Input ->
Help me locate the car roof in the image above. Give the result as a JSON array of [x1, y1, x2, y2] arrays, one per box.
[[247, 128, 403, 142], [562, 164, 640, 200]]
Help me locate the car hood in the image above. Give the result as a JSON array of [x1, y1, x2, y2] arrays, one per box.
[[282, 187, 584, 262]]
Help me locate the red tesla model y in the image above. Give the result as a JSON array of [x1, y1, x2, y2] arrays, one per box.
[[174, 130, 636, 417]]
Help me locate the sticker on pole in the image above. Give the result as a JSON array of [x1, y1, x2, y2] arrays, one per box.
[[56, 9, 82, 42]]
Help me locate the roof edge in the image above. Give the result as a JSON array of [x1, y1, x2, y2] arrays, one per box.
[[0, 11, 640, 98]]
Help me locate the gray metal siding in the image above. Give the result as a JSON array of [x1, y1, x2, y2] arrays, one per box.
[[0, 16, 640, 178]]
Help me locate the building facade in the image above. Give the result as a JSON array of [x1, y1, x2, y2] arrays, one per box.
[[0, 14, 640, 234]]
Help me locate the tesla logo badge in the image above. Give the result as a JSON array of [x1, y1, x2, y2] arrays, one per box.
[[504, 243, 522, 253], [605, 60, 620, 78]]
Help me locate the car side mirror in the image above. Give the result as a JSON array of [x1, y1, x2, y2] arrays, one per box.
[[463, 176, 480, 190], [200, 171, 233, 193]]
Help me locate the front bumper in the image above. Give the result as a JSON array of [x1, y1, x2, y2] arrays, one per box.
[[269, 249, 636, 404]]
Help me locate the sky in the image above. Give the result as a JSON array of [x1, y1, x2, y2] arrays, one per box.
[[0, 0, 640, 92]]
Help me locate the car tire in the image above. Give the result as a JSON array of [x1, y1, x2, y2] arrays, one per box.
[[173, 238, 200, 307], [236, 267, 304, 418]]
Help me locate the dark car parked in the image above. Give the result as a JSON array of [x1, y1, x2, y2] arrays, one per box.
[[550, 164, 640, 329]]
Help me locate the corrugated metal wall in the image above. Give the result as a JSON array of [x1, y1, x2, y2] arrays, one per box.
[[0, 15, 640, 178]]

Task to complete -> Format the lines of the rows, from the line containing "Help me locate the front" through the last line of the rows, as a numbered list, with blank lines omitted.

Result for this exercise ->
1. Help me locate the front bumper in the image above. Give the result as a JSON array of [x1, y1, x2, y2] arrays, one per box.
2. [[269, 249, 636, 404]]
3. Help me locate the sky in the image above. Give the result as a JSON array of [x1, y1, x2, y2] arrays, one per box.
4. [[0, 0, 640, 92]]
5. Help me locate the car tire in the image above. Give the result as a JSON array of [x1, y1, x2, y2] arrays, one per box.
6. [[173, 238, 200, 307], [236, 267, 304, 418]]
7. Help me locate the dark car parked in the image above. Give the result as a JSON array of [x1, y1, x2, y2] arrays, one per box.
8. [[550, 164, 640, 329]]
9. Help me locate the corrugated metal wall in the image above. Give the result as a JSON array of [x1, y1, x2, y2] arrays, one per box.
10. [[0, 15, 640, 178]]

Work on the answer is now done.